• Goal: Copy the material from its start through the line containing "point(465, 421)", keeping each request unchanged and shifting every answer point by adding 150 to both its x and y coordinates. Include nothing past that line.

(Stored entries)
╔══

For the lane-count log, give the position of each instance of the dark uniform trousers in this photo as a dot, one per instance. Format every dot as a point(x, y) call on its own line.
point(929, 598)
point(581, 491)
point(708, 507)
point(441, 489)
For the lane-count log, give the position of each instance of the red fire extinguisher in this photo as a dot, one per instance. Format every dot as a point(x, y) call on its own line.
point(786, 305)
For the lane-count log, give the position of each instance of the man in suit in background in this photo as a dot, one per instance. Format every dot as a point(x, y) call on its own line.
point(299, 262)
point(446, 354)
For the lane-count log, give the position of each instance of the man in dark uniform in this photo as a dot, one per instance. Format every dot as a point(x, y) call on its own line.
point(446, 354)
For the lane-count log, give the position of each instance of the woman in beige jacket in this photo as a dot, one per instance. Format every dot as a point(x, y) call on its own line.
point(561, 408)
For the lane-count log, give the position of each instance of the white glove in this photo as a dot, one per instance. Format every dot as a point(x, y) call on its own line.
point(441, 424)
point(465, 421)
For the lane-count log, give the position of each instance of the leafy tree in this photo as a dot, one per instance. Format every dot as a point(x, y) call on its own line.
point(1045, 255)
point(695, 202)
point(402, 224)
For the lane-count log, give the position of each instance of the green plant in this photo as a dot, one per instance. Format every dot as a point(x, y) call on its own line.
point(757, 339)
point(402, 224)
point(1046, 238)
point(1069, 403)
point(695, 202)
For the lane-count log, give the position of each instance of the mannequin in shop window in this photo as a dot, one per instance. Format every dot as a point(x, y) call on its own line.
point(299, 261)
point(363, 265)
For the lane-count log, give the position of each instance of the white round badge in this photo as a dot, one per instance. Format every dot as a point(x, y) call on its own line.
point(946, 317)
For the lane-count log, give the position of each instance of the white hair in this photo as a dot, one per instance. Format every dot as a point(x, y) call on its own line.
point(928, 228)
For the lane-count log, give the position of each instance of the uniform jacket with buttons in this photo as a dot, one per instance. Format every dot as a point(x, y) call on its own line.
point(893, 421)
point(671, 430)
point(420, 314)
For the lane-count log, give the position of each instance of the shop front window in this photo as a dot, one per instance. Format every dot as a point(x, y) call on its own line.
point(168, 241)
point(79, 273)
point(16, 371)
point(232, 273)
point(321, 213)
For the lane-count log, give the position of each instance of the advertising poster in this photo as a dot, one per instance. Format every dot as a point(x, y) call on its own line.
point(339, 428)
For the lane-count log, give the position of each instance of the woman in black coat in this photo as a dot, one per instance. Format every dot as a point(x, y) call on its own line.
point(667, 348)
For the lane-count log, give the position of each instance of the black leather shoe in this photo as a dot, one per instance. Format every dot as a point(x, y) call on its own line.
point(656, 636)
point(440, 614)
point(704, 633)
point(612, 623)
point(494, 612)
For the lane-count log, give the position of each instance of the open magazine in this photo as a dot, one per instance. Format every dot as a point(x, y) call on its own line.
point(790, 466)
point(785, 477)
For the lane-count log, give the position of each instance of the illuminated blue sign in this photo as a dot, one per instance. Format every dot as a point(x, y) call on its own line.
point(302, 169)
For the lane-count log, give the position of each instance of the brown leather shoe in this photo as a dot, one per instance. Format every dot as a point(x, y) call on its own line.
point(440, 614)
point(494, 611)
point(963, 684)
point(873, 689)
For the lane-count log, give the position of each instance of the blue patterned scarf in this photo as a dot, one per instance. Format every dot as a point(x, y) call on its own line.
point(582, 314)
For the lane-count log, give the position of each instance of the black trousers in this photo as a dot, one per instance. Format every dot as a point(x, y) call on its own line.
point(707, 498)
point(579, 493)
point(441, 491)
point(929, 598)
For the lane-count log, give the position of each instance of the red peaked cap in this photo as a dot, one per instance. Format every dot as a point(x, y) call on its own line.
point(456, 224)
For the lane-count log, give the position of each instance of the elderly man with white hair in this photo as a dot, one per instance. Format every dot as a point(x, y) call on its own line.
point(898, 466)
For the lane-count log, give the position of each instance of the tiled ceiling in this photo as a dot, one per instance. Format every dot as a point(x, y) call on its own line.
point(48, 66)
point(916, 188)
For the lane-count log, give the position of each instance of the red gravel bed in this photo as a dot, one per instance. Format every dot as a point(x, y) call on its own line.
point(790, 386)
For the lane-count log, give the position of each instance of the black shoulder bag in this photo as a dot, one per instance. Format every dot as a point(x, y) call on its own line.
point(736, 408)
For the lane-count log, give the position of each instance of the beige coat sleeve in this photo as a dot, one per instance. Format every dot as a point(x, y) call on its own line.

╚══

• Solved exercise:
For the lane-count log, give the position of each instance of the dark uniform trousers in this photo as a dot, one per instance. Format every dot as a point(x, y) call on its own line.
point(1079, 748)
point(731, 641)
point(858, 657)
point(591, 639)
For the lane-count log, give the position of each instance of the red fire extinguisher in this photo as a dot, one per instance. Format every dot as a point(x, y) call on its own line.
point(936, 455)
For the lane-count log, give the position of each instance of the man in suit in background in this photo as a dot, one per instance. Format every dot as a point(x, y) call on its own line.
point(449, 412)
point(596, 504)
For the lane-count log, give the position of each instance of the man in dark uniform in this photo as a dot, one per instance. Format every dot as a point(x, y) call on its own line.
point(596, 504)
For the lane-count log, give the position of each instance of the woman in beige jacket in this photo as a dot, one per instance. Format every dot as a point(x, y) call on its own line.
point(711, 558)
For the lane-count log, give the position of each instance of the white glove in this photo as a dot, one per instance. Format every dot as a point(x, y) call on its own line.
point(591, 574)
point(615, 571)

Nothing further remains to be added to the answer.